Próbowano wysadzić i okraść bankomat? Nie udało się, stanął w płomieniach

Po ugaszeniu ognia, okazało się, że ktoś najprawdopodobniej próbował wysadzić bankomat
Po ugaszeniu ognia, okazało się, że ktoś najprawdopodobniej próbował wysadzić bankomat
Źródło: TVN24 Kraków /
Bankomat w jednej z podtarnowskich miejscowości stanął w ogniu. Kiedy na miejsce przybyli strażacy okazało się, że ktoś najprawdopodobniej próbował go wysadzić, by później okraść. Teraz sprawą zajmuje się policja.

Przed godziną 5 rano strażacy gasili pożar w filii jednego z banków w miejscowości Pleśna. Po ugaszeniu ognia, okazało się, że ktoś najprawdopodobniej próbował wysadzić znajdujący się tam bankomat.

W pobliżu stała 11-kilogramowa butla z propanem-butanem. Ta została podłączona do bankomatu, do którego wprowadzono gaz.

Jak mówią strażacy, bankomat chciano zdewastować, by dostać się do znajdujących się w środku banknotów. Bankomat owszem zdewastowano, ale nie okradziono, bo stanął w płomieniach.

Treść zadania: Powtórz słowo w słowo fragment tekstu o bankomacie w Pleśnej, który zaczyna się od słów "Przed godziną 5" i biegnie aż do słów "się tam bankomat.". Opieraj się wyłącznie na tekście o bankomacie w Pleśnej.

Wiersze:
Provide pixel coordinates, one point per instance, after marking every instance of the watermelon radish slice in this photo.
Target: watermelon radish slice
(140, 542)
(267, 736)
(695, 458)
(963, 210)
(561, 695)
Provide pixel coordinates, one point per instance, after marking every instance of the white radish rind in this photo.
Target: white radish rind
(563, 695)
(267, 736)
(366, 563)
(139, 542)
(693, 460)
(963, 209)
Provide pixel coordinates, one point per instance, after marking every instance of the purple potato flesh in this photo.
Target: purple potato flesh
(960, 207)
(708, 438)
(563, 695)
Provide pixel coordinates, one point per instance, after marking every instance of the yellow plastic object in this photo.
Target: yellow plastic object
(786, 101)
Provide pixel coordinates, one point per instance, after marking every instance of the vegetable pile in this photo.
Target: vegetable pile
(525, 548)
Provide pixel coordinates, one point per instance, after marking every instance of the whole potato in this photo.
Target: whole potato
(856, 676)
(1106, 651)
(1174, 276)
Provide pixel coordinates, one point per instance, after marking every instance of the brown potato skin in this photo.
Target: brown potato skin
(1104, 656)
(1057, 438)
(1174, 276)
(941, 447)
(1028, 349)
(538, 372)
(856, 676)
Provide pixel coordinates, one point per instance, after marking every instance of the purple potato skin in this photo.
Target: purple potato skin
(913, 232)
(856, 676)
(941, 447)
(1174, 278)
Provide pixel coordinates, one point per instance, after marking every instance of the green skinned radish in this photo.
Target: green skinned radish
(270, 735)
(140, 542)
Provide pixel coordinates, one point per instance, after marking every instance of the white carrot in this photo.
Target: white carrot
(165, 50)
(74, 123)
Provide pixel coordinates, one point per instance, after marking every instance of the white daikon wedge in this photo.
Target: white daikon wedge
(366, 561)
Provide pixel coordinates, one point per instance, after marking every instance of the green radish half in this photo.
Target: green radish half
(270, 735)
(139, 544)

Rozwiązanie:
Przed godziną 5 rano strażacy gasili pożar w filii jednego z banków w miejscowości Pleśna. Po ugaszeniu ognia, okazało się, że ktoś najprawdopodobniej próbował wysadzić znajdujący się tam bankomat.